*Your task*. Retype the article on mistakes to avoid when buying a used travel trailer, word for word and in full.

*Extracted text*.

----------

13 Mistakes to Avoid When Buying a Used Travel Trailer
Purchasing a recreational vehicle, whether new or used, is the second largest investment, probably after a house, that many people make in their lifetime.
When you decide to spend such kind of money, you must make wise purchase decisions.
Purchasing a used RV may seem straightforward, but it’s far from that. I’ve witnessed many poor purchase decisions in my time in the RV industry.
And I’d like to offer some pointers on avoiding some of the same RV buying pitfalls. In this guide, I’ll share the top mistakes to avoid when purchasing a used motorhome.
13 Mistakes to Avoid when Purchasing a Used RV
Mistake 1: Making a Hasty Buying Decision
What this means is purchasing an RV without doing any research. Hasty buying decisions are usually common in high-pressure selling environments.
And it’s easy to see why. For example, many new buyers tend to get caught up in the moment when a salesperson tells you statements like, “this price is only good for today” or “once this model is gone, we can’t get another one on the lot like it.”
It’s also important never to go shopping for a used travel trailer, especially when you’re short on time.
Lots of people also buy RVs in shows, where there’s a lot of excitement, only to discover their model is too big, too small, or the wrong configuration for their needs.
In short, a hasty purchase decision for a used RV can be costly whatever the circumstances.
Mistake 2: Failure to Hire an Independent RV Inspector
I highly recommend an independent inspection of your RV before buying. There could be a lot of hidden problems on your motorcoach, and the problem is some dealers can be casual about the condition of the unit just to make a sale.

----------

*Data provided*.
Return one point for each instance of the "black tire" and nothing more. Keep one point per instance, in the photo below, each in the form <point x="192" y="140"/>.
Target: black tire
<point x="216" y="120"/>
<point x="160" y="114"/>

----------

*Problem solution*.
13 Mistakes to Avoid When Buying a Used Travel Trailer
Purchasing a recreational vehicle, whether new or used, is the second largest investment, probably after a house, that many people make in their lifetime.
When you decide to spend such kind of money, you must make wise purchase decisions.
Purchasing a used RV may seem straightforward, but it’s far from that. I’ve witnessed many poor purchase decisions in my time in the RV industry.
And I’d like to offer some pointers on avoiding some of the same RV buying pitfalls. In this guide, I’ll share the top mistakes to avoid when purchasing a used motorhome.
13 Mistakes to Avoid when Purchasing a Used RV
Mistake 1: Making a Hasty Buying Decision
What this means is purchasing an RV without doing any research. Hasty buying decisions are usually common in high-pressure selling environments.
And it’s easy to see why. For example, many new buyers tend to get caught up in the moment when a salesperson tells you statements like, “this price is only good for today” or “once this model is gone, we can’t get another one on the lot like it.”
It’s also important never to go shopping for a used travel trailer, especially when you’re short on time.
Lots of people also buy RVs in shows, where there’s a lot of excitement, only to discover their model is too big, too small, or the wrong configuration for their needs.
In short, a hasty purchase decision for a used RV can be costly whatever the circumstances.
Mistake 2: Failure to Hire an Independent RV Inspector
I highly recommend an independent inspection of your RV before buying. There could be a lot of hidden problems on your motorcoach, and the problem is some dealers can be casual about the condition of the unit just to make a sale.